[Named object pointing records]
begin
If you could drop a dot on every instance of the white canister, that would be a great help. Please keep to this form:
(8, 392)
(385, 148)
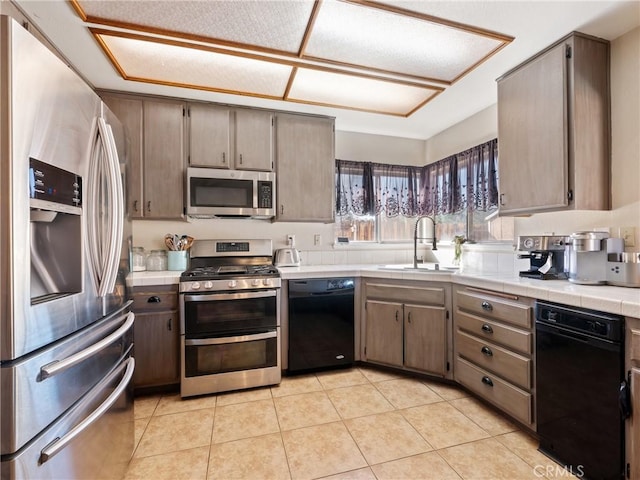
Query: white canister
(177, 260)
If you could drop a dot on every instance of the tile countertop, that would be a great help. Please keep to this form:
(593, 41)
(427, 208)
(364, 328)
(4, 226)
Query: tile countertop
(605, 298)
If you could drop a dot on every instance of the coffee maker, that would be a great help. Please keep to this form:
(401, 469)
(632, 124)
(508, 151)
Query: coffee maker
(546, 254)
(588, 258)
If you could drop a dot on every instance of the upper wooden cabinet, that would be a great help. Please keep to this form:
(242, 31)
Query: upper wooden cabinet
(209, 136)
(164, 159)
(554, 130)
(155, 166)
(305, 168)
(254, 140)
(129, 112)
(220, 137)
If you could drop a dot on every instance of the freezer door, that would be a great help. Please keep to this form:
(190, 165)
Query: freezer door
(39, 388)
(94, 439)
end
begin
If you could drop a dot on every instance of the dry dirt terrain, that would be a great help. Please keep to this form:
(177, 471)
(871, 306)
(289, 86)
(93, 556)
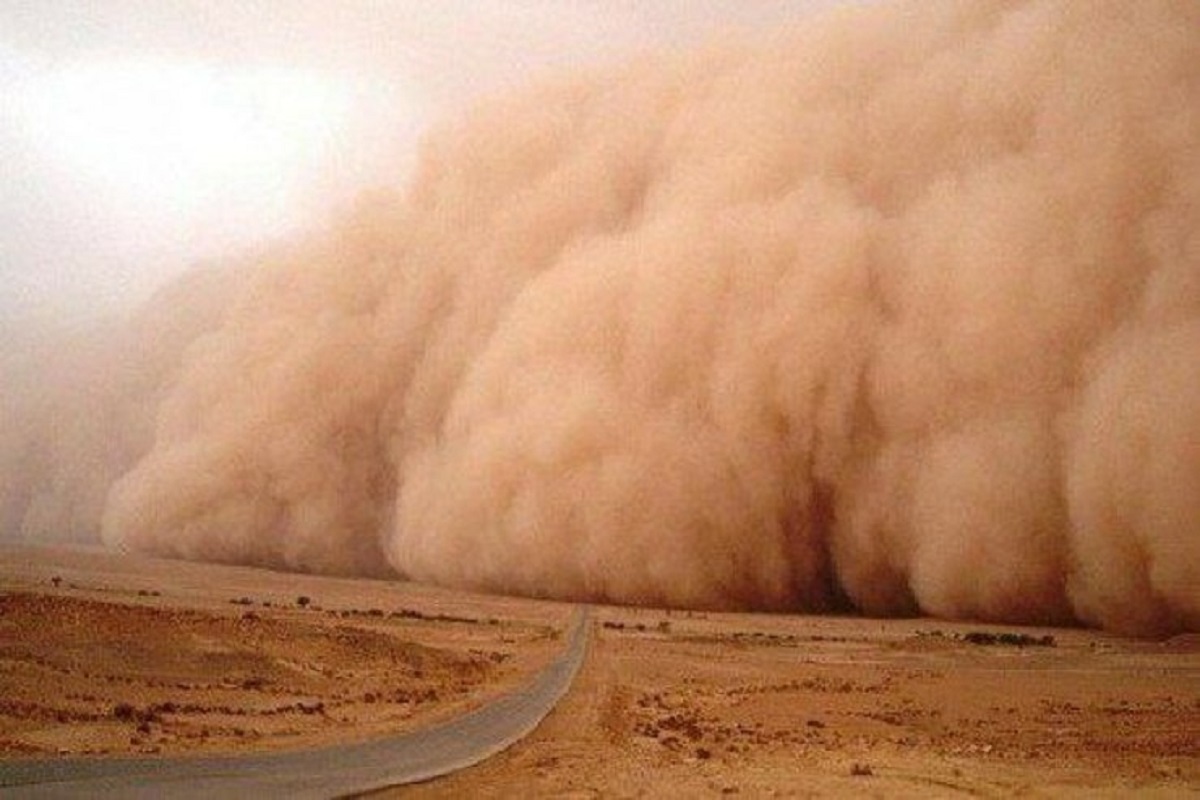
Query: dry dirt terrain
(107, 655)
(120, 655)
end
Show every line of the records above that contains the string "upper", matching case exactly.

• The result
If you could drop a dot on every instance of the upper wooden cabinet, that would be a great help. Please keep to this form:
Query: upper wooden cabinet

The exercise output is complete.